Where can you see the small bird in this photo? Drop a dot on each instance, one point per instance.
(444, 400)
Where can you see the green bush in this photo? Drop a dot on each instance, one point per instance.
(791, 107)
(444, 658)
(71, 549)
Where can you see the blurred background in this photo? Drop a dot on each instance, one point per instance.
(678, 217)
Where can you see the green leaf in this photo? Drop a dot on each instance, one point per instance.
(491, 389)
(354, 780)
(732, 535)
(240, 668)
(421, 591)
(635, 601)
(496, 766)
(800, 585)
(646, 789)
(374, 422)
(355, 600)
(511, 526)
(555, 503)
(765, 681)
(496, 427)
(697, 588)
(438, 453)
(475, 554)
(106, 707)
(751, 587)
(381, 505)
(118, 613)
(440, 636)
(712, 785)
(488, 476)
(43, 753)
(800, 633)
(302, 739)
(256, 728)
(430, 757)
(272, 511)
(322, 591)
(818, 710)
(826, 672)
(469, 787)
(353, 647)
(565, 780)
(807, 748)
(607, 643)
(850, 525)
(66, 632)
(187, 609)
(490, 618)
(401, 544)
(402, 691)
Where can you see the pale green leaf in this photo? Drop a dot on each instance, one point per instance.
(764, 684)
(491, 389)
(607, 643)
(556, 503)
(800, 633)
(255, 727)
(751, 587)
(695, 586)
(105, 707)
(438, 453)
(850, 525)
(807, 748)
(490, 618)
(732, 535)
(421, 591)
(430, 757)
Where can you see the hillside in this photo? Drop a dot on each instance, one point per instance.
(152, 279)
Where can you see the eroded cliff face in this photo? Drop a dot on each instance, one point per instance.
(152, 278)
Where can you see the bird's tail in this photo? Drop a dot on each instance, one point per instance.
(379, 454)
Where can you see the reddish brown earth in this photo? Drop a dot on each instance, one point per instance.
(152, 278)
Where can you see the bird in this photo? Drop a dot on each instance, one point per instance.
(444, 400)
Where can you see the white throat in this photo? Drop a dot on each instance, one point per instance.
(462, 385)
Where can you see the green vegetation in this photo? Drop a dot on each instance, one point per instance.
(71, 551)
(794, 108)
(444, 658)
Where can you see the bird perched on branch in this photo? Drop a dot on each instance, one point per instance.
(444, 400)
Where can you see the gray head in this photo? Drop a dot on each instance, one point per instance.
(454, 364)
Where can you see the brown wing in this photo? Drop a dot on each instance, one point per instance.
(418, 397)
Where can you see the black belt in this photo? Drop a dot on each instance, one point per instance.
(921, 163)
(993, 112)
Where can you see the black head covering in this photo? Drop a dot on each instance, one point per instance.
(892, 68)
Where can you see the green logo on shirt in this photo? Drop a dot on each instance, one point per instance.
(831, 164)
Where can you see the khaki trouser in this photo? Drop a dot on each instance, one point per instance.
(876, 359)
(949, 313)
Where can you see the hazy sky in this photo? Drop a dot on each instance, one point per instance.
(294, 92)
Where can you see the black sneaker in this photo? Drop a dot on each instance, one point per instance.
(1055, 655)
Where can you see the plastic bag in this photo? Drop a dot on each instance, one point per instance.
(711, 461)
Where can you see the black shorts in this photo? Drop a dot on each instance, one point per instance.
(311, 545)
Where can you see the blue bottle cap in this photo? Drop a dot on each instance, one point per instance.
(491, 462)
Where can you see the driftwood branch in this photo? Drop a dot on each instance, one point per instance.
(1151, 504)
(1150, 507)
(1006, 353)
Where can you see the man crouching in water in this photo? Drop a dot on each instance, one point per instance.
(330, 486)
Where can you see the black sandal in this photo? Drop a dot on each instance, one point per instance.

··········

Stated exercise:
Retype every entry word for word.

Solution:
Where can you see the small bird in this photo? Drop a dot on each instance, one point per instance.
(444, 400)
Where can you see the green bush in this photo? Drop a dot on each instance, one point per instance.
(791, 107)
(444, 658)
(71, 549)
Where can you see the blurred background in this photo? Drop a dot on each instance, one point per instance.
(678, 217)
Where can you see the green leaf in this photo? Drop a dot on each instance, one point per instance.
(491, 389)
(354, 780)
(732, 535)
(240, 668)
(421, 591)
(635, 601)
(496, 766)
(800, 585)
(646, 789)
(374, 422)
(355, 600)
(511, 526)
(555, 503)
(765, 681)
(496, 427)
(697, 588)
(438, 453)
(475, 554)
(106, 707)
(751, 587)
(381, 505)
(118, 613)
(440, 636)
(712, 785)
(488, 476)
(43, 753)
(800, 633)
(302, 739)
(256, 728)
(430, 757)
(272, 511)
(322, 591)
(818, 710)
(826, 672)
(469, 787)
(353, 647)
(565, 780)
(807, 748)
(607, 643)
(850, 525)
(66, 632)
(187, 609)
(490, 618)
(401, 544)
(402, 691)
Where can you see the pale green leaf in this photo? Drop a dot on each instance, one point per instance.
(764, 684)
(491, 389)
(607, 643)
(556, 503)
(800, 633)
(255, 727)
(751, 587)
(695, 586)
(105, 707)
(438, 453)
(850, 525)
(807, 748)
(490, 618)
(732, 535)
(421, 591)
(430, 757)
Where can you see the hillside in this photo? Drop a dot on each instance, one point per instance.
(152, 279)
Where can you see the eroded cliff face in this photo? Drop a dot on each instance, one point per instance.
(152, 278)
Where can you see the bird's tail in this photo? Drop a dot on each instance, one point per instance.
(379, 454)
Where can you see the reddish brown earth in this photo? Drop a dot on each instance, one point per instance.
(152, 278)
Where can you see the bird in this photo? Drop a dot on each instance, one point per instance.
(444, 400)
Where can you see the white throat in this photo? Drop a dot on each instance, one point per instance.
(462, 385)
Where can you see the green vegetation in this photo? Drop a dot on each instance, one point per instance.
(71, 551)
(794, 108)
(444, 658)
Where can you see the bird perched on branch in this photo? Drop a dot on each instance, one point per instance.
(444, 400)
Where can you see the gray head in this photo? Drop a dot on each instance, one point per instance.
(454, 364)
Where can you see the brown wing in this photo? Drop a dot on each instance, one point per instance.
(418, 397)
Where can you see the black belt in this photo? Drop a dot on each instance, one point per instance.
(921, 163)
(993, 112)
Where can you see the black head covering in this photo? Drop a dot on each instance, one point per instance.
(892, 68)
Where can you see the green logo on shirt in this photo? Drop a dot on each instance, one point per instance.
(831, 164)
Where can you see the khaki trouser in this photo? Drop a dot on each instance, one point per instance.
(876, 359)
(949, 313)
Where can you see the hazy sky in this photo? Drop a dot on each instance, one point per instance.
(294, 92)
Where can you see the black sneaker in this photo? Drop a dot on each instance, one point per instance.
(1055, 655)
Where can you see the plastic bag in this photo? Drop a dot on each instance, one point per instance.
(711, 461)
Where can you see the black shorts in this photo? Drop a dot on each instance, one point per instance.
(311, 545)
Where can you see the blue bottle cap in this photo? Drop a dot on each instance, one point per instance.
(491, 462)
Where can you see the driftwood branch in this photo? Drop a dot on each instance, one point per instance.
(1151, 504)
(1150, 507)
(1006, 353)
Where can you see the man crouching in water in this photo? Drop a dot on each instance, one point per instance.
(330, 486)
Where can you see the black sandal in this photo? Drop a dot on each instance, one point per instance.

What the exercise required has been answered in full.